___ Records to process

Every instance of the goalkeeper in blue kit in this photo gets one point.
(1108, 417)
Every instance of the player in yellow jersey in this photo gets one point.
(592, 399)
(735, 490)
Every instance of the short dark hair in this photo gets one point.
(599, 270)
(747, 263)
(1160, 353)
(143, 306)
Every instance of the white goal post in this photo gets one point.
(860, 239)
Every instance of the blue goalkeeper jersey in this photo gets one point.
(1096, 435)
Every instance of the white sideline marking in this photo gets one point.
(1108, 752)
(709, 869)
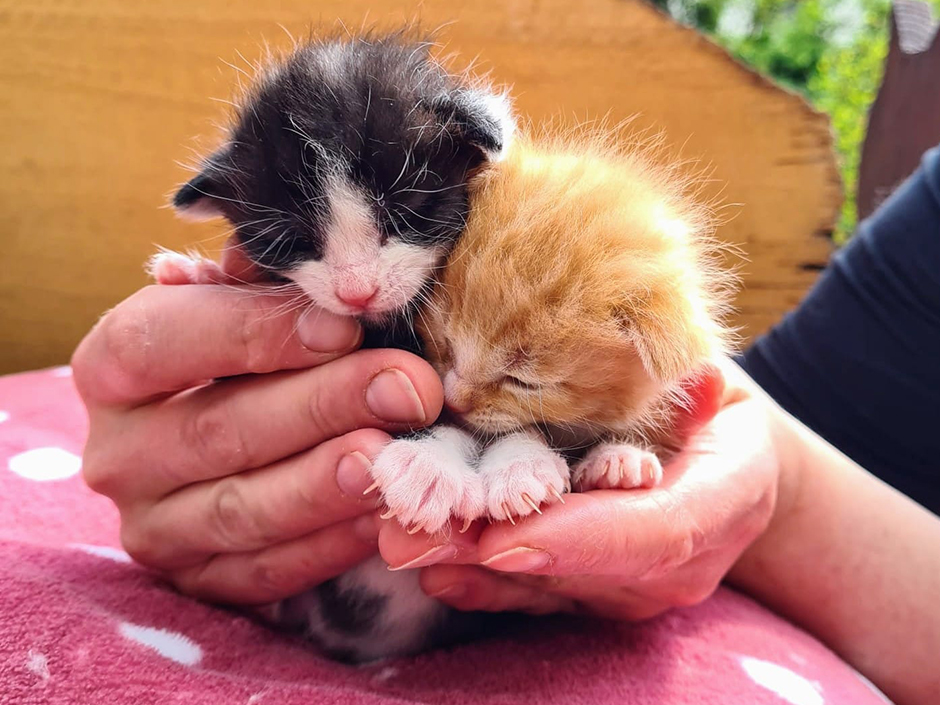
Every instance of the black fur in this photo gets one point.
(377, 110)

______

▸ What the exercise asks: The listing is to be repeated exactly, with its pictures removed.

▸ Exercise response:
Every instance of the goalkeeper in blue kit in this photo gets one point.
(1108, 417)
Every instance of the player in yellow jersey in this photo gets one point.
(592, 399)
(735, 490)
Every instance of the short dark hair in this photo gets one point.
(599, 270)
(747, 263)
(1160, 353)
(143, 306)
Every instance of the white goal post in this photo gets one point.
(860, 239)
Every instance of the blue goalkeeper jersey in this photo gets one point.
(1096, 435)
Every instance of the white sideline marking in this photo gets one point.
(1108, 752)
(709, 869)
Every instance of the black fur in this photo gets one point.
(377, 110)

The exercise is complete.